WHAT THE EXERCISE ASKS => Locate every line below that contains the string "sofa" and copy each of those lines in full.

Saved entries =>
◆ ◆ ◆ ◆

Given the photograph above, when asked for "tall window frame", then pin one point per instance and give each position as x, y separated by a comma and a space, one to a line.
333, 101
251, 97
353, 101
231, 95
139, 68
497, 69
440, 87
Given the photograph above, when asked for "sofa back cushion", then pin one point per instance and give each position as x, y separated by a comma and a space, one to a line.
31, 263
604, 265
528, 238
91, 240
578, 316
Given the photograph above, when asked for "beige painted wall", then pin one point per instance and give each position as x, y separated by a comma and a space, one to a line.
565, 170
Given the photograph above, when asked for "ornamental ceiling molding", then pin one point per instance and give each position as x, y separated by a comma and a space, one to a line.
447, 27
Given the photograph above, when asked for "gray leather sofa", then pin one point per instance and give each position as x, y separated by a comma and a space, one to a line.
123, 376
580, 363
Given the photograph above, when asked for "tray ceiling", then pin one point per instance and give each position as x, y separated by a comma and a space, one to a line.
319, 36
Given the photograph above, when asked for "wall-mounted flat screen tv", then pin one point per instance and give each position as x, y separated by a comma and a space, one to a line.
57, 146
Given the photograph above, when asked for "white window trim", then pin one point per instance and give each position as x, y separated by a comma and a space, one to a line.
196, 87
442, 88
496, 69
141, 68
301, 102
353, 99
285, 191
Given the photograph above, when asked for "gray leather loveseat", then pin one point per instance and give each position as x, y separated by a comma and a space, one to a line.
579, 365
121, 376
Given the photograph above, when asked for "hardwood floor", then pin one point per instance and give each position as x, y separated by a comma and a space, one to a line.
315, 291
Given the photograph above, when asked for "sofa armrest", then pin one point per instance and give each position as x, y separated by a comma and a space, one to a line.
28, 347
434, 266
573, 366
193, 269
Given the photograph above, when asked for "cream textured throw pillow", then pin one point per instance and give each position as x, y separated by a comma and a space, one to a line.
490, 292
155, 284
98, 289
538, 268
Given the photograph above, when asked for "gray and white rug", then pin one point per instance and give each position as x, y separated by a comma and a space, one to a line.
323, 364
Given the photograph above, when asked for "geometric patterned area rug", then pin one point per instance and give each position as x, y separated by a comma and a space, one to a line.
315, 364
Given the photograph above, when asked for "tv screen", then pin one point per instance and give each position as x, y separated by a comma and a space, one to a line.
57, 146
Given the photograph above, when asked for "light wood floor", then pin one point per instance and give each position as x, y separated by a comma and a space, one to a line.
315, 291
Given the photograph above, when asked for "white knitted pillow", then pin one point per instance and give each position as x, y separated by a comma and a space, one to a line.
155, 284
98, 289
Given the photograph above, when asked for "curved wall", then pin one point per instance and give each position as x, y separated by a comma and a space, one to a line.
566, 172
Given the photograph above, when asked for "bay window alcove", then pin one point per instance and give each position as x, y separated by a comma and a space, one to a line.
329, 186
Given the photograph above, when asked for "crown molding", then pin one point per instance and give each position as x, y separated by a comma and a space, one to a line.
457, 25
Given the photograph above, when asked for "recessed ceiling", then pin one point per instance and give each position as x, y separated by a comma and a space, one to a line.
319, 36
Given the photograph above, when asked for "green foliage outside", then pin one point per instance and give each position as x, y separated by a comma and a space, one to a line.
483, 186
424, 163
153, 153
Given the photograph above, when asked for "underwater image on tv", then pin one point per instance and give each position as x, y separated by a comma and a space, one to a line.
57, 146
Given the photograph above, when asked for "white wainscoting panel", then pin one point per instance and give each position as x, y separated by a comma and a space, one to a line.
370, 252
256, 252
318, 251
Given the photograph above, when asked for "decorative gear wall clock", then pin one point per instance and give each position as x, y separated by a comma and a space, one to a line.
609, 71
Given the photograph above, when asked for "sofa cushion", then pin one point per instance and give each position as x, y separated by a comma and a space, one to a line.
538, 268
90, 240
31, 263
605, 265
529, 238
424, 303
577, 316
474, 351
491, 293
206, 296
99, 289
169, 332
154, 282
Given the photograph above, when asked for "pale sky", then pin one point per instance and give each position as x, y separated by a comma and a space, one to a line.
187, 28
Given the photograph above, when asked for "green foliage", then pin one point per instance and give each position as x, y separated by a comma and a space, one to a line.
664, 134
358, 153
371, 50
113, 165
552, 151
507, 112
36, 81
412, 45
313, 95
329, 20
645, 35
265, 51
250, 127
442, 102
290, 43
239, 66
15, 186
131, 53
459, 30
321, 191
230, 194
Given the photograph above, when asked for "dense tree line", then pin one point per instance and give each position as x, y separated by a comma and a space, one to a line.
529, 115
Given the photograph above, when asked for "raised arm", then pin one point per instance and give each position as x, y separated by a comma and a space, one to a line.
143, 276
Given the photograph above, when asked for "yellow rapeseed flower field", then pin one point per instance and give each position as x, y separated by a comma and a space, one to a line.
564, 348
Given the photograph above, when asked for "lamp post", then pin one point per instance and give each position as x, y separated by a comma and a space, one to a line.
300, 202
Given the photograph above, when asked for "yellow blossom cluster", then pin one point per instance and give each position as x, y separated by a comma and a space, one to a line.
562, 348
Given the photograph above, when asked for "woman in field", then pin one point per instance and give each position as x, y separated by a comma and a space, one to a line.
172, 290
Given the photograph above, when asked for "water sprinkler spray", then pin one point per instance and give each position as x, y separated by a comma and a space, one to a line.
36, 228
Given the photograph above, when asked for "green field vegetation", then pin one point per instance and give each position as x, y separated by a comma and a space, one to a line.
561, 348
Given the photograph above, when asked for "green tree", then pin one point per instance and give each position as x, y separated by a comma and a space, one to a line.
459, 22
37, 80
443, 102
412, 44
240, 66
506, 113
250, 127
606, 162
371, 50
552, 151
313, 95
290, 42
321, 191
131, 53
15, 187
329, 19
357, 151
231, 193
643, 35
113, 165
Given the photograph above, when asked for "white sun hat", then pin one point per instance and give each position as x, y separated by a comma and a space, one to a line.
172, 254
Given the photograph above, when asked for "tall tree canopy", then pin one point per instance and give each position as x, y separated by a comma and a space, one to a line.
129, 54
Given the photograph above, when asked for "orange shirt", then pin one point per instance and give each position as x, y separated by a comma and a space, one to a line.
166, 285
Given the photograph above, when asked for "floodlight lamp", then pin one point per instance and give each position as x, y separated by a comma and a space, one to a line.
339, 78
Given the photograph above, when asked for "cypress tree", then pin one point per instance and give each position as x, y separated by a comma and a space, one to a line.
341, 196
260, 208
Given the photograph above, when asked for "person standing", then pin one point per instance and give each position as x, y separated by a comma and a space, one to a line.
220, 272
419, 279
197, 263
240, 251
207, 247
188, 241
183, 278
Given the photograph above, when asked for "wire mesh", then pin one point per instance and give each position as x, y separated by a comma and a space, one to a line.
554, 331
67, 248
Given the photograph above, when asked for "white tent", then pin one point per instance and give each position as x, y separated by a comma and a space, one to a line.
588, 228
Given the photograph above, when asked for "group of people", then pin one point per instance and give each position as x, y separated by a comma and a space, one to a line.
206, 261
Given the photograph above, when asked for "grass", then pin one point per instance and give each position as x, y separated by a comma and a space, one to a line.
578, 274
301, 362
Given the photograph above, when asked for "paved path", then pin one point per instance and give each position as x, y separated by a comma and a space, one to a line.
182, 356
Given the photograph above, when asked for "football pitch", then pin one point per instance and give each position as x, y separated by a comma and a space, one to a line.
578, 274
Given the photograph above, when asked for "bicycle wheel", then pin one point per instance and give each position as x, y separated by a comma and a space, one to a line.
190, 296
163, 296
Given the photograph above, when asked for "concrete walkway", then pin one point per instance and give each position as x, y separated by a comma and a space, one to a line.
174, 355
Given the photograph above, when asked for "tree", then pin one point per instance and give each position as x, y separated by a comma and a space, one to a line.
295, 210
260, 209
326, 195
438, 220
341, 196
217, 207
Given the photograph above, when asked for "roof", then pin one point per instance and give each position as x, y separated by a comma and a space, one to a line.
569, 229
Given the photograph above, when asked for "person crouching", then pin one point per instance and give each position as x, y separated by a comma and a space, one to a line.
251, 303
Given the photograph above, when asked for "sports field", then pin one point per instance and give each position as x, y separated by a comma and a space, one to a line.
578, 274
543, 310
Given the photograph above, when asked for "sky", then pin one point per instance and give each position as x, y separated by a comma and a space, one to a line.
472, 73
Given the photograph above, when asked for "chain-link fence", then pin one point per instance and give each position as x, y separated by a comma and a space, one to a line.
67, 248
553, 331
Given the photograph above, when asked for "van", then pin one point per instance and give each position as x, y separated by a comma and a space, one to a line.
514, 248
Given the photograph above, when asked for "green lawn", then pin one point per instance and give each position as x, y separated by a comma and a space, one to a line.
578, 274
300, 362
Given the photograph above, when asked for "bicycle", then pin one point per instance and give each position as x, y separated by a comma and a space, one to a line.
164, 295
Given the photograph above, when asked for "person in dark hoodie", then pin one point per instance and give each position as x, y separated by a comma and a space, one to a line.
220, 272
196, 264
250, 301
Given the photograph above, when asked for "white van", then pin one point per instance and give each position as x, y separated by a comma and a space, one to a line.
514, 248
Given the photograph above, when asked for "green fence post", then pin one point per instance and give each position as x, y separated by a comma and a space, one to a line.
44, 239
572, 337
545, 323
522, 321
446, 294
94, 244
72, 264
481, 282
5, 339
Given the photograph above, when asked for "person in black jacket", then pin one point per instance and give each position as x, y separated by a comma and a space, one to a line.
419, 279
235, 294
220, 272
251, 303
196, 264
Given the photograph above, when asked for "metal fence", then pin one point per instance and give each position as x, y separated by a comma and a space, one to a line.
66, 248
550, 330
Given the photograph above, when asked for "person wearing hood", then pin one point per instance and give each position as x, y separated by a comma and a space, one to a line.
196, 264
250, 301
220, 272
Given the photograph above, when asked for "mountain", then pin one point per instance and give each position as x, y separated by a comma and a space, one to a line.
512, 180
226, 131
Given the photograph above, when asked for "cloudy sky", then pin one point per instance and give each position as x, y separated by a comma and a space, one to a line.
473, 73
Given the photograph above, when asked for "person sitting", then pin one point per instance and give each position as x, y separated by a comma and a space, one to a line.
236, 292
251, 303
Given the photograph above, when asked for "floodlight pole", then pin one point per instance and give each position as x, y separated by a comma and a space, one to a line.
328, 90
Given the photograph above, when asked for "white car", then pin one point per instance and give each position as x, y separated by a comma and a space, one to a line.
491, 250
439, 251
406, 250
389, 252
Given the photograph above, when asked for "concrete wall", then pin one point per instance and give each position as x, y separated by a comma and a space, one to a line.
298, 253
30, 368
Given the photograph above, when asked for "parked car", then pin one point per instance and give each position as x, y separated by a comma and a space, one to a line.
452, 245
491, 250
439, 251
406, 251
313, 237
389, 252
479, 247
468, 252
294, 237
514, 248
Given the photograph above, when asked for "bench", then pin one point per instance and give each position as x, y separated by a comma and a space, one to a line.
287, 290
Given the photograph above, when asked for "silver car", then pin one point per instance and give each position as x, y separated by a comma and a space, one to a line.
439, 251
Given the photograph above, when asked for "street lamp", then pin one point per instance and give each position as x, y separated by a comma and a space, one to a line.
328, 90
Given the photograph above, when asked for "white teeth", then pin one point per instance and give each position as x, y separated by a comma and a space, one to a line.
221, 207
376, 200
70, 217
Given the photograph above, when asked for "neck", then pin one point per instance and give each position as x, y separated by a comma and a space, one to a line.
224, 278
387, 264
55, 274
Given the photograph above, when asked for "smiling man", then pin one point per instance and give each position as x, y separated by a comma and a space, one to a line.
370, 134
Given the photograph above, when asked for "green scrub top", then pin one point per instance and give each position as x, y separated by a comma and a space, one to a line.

◆ ◆ ◆ ◆

IN RESPONSE =>
Given the photograph above, when asked for "sofa back cushion", then pin one point per instance and give each position as x, y separated by a comma and a space, one to a line.
Given the photograph above, when asked for "gray leather sofa", then pin one point per instance and give each position as x, y separated by a comma and a space, one to a line.
Given the photograph above, when asked for "sofa armrest", then pin one point per instance and give each position as x, y separated by a comma and a space, one to a line.
Given the photograph above, when asked for "sofa cushion", then pin one point per instance and give each position as x, y separated by a comma and a space, one to a line.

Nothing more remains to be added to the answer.